# Tarefa a:
Transforme em uma lista JSON de strings os registros que vão da linha que contém "sky. Write the coordinates, one line per instance." até o fim dos registros, com as duas pontas incluídas. Use uma string para cada linha e deixe de fora as linhas em branco.

De janeiro deste ano para cá, 41 barragens de mineração no Pará já foram fiscalizadas pela Agência Nacional de Mineração (ANM). Até dezembro, a projeção é de que outras 29 passem pela fiscalização, totalizando 70 barragens vistoriadas no Estado. Por enquanto, nenhuma anormalidade na estrutura dos empreendimentos foi detectada e todas aquelas de alto risco apresentaram plano de ação emergencial, também chamado de plano de contingenciamento de barragens.

Esses foram alguns dos dados apresentados por diretores nacionais da ANM à Comissão Externa de Barragens da Assembleia Legislativa em audiência realizada no início da noite desta quarta-feira, 29, e que contou com a presença de apenas três deputados integrantes da comissão: Marinor Brito (PSol), presidente, professora Nilse (PRB) e Dirceu Ten Caten (PT), que devido a outros compromissos precisou se retirar antes do final da reunião.

# Tarefa b:
Traduza para o inglês esta frase do texto sobre as barragens no Pará: "Até dezembro, a projeção é de que outras 29 passem pela fiscalização, totalizando 70 barragens vistoriadas no Estado."

# Material da tarefa:
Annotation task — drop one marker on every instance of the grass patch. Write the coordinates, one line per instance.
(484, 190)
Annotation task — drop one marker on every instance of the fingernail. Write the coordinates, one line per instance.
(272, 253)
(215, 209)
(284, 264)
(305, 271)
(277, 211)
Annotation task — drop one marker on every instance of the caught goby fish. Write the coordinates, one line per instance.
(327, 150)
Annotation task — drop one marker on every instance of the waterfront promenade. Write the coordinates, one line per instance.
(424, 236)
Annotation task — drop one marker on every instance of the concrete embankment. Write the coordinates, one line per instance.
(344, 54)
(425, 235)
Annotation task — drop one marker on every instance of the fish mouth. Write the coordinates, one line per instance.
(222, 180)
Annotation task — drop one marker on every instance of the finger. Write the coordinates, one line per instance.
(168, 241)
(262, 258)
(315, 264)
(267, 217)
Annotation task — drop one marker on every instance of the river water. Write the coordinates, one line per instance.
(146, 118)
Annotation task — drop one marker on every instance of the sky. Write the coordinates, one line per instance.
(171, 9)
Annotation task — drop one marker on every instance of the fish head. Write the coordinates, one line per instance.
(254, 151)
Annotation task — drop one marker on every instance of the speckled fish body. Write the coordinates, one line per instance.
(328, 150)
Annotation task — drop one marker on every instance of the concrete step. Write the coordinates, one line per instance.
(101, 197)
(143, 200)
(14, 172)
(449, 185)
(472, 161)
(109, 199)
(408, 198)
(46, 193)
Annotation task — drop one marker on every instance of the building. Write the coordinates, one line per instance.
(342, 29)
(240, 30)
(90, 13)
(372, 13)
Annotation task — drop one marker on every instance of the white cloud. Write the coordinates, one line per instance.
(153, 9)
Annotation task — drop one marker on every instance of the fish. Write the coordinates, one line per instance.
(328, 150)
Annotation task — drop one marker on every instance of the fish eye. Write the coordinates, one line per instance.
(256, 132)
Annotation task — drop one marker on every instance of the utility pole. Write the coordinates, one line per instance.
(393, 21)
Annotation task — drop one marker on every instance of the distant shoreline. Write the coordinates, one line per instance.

# Resultado correto a:
[
  "Annotation task — drop one marker on every instance of the sky. Write the coordinates, one line per instance.",
  "(171, 9)",
  "Annotation task — drop one marker on every instance of the fish head. Write the coordinates, one line per instance.",
  "(254, 151)",
  "Annotation task — drop one marker on every instance of the speckled fish body. Write the coordinates, one line per instance.",
  "(328, 150)",
  "Annotation task — drop one marker on every instance of the concrete step. Write the coordinates, one line per instance.",
  "(101, 197)",
  "(143, 200)",
  "(14, 172)",
  "(449, 185)",
  "(472, 161)",
  "(109, 199)",
  "(408, 198)",
  "(46, 193)",
  "Annotation task — drop one marker on every instance of the building. Write the coordinates, one line per instance.",
  "(342, 29)",
  "(240, 30)",
  "(90, 13)",
  "(372, 13)",
  "Annotation task — drop one marker on every instance of the white cloud. Write the coordinates, one line per instance.",
  "(153, 9)",
  "Annotation task — drop one marker on every instance of the fish. Write the coordinates, one line per instance.",
  "(328, 150)",
  "Annotation task — drop one marker on every instance of the fish eye. Write the coordinates, one line per instance.",
  "(256, 132)",
  "Annotation task — drop one marker on every instance of the utility pole. Write the coordinates, one line per instance.",
  "(393, 21)",
  "Annotation task — drop one marker on every instance of the distant shoreline. Write the coordinates, one line per instance."
]

# Resultado correto b:
By December, another 29 are projected to undergo inspection, bringing the total to 70 dams inspected in the state.